# Goal:
Each record must be retyped in full. No character may differ.

# Data for this task:
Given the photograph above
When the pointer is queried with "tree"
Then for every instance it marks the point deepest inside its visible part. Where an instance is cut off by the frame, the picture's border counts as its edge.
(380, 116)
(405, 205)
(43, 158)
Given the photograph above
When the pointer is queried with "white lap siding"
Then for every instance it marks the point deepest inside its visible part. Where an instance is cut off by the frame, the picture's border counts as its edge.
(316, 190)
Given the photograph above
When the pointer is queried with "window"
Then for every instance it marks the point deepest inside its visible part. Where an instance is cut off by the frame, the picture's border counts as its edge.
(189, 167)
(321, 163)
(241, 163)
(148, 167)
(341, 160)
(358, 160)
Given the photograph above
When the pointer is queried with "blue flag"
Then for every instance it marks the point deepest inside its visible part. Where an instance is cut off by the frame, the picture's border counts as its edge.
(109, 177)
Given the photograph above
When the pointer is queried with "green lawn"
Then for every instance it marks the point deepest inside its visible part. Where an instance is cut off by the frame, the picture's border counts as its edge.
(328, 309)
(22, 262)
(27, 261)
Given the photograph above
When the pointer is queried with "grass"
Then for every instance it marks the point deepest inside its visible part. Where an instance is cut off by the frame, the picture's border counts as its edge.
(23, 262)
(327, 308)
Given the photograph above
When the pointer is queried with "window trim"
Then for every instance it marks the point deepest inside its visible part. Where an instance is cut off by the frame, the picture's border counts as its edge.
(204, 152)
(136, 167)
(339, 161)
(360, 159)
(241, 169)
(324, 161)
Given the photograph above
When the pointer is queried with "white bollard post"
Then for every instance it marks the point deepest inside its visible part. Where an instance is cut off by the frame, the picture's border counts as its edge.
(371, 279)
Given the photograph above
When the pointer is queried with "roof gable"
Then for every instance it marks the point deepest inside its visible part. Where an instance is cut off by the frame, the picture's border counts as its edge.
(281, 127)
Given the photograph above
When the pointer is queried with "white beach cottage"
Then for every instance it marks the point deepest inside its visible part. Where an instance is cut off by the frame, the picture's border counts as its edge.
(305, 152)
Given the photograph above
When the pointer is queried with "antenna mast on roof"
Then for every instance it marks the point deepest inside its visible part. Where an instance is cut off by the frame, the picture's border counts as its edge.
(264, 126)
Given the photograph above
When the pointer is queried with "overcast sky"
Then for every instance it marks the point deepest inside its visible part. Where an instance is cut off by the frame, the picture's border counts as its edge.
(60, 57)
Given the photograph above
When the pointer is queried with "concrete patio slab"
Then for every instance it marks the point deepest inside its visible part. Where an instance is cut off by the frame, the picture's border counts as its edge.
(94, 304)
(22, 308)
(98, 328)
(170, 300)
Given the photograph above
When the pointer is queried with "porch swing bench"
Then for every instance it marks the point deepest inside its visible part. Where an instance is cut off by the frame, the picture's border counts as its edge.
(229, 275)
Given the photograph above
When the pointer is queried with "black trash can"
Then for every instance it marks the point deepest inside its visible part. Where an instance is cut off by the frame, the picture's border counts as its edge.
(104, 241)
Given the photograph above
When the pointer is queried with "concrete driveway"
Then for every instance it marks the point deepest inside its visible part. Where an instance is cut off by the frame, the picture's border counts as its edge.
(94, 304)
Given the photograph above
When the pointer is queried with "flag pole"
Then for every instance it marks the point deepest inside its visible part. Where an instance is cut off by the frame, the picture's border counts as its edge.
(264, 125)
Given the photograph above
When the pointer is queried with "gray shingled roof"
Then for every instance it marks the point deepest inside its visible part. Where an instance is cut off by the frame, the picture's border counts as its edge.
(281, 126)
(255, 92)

# Response to the exercise:
Given the photograph above
When the pointer is queried with "tree"
Then for every instance it marks the point deepest inside its visible part. Where an instance is cut off by the frame, the picture's border counts as its edge.
(380, 116)
(405, 205)
(43, 158)
Given the photograph above
When the pointer is queried with "white lap siding"
Then for every instance it marks the point deepest inside its visible part. Where an instance is cut off by the frame, the picture's border counts as its edge.
(316, 190)
Given the photograph above
When the pointer is queried with "window"
Then for every instance it marks the point deepest inside its visible part. Where an instance is cut off by the frame, the picture's border counts as its edge.
(189, 167)
(321, 163)
(241, 163)
(148, 167)
(341, 160)
(358, 160)
Given the photograph above
When the pointer is queried with "blue flag"
Then for every instance it marks the point deepest inside its visible part. Where an instance is cut off by the frame, the picture's border counts as its edge.
(109, 177)
Given the photograph above
When the pointer is queried with "green lawn"
Then for every instance it marks the point deepest inside its visible part. Where an instance is cut off by the frame, the picture's border counts as its edge.
(328, 309)
(22, 262)
(27, 261)
Given the photograph above
When the pointer is queried with "grass"
Then for every instance it marks the point deepest inside its visible part. Where an instance is cut off by the frame, the picture's border counts as its edge.
(23, 262)
(327, 308)
Given the photograph above
When the pointer is queried with "window trim"
Then for every instance it marks the point deepest inside its visible part. Where an instance is cut off by the frame, the picture's border counts as its edge.
(204, 152)
(136, 167)
(339, 161)
(360, 159)
(241, 169)
(324, 161)
Given the photograph above
When the pointer is queried with "white bollard post"
Then for every instance it marks the point deepest inside its visible part. Where an instance is cut off by the frame, the picture's border counts as its edge.
(371, 279)
Given the photograph above
When the pointer is queried with "roof gable"
Then for every instance it marks the point deepest inside its visible part. Where an instance is cut off by the frame, the picture's border counts as its edge.
(281, 127)
Given the photograph above
When the pointer is queried with "white beach cottage"
Then for every instance it marks the point deepest inside its visible part. Where an instance is cut off by the frame, the picture's border counts as its edge.
(305, 152)
Given the photograph above
When the pointer is queried with "antenna mast on roof"
Then for every instance it marks the point deepest inside its visible part. Where an instance is cut off by the frame, the picture's border counts as its edge.
(264, 126)
Given the photograph above
When the pointer is queried with "overcast sky"
Then for every instance it marks the point deepest inside its visible part. Where an instance is cut off by the frame, the picture's border counts as its edge.
(60, 57)
Given the photograph above
When the pointer is queried with "concrete patio slab"
Then for every instance it marks the point deepest inside its visible part. Where an instance is cut off by the frame, the picture's border counts as its edge.
(94, 304)
(22, 308)
(98, 328)
(170, 300)
Given the photograph above
When the pointer is queried with "porch swing bench"
Then for every instance it marks the point deepest inside its visible part. Where an instance is cut off by the frame, the picture's border counts as its edge.
(229, 275)
Given the photograph above
When the pointer is queried with "black trash can"
Then for every instance it marks the point deepest inside its visible part. Where an instance is cut off by the frame, the picture's border counts as its edge.
(104, 241)
Given the photograph above
When the pointer is queried with "concrete driveway"
Then for every instance it marks the point deepest inside its visible part. Where an instance is cut off by the frame, the picture's border counts as its edge.
(94, 304)
Given the photograph above
When the pointer is queried with "flag pole"
Then for every instance it marks the point deepest inside its visible part. Where an instance is cut off by the frame, the picture's border counts as its edge.
(264, 125)
Given the photograph above
When the pointer is queried with "gray shingled roof"
Then for every instance it marks the point deepest inside its visible part. Where an instance is cut off by the frame, the picture's border counts as its edge.
(281, 126)
(255, 92)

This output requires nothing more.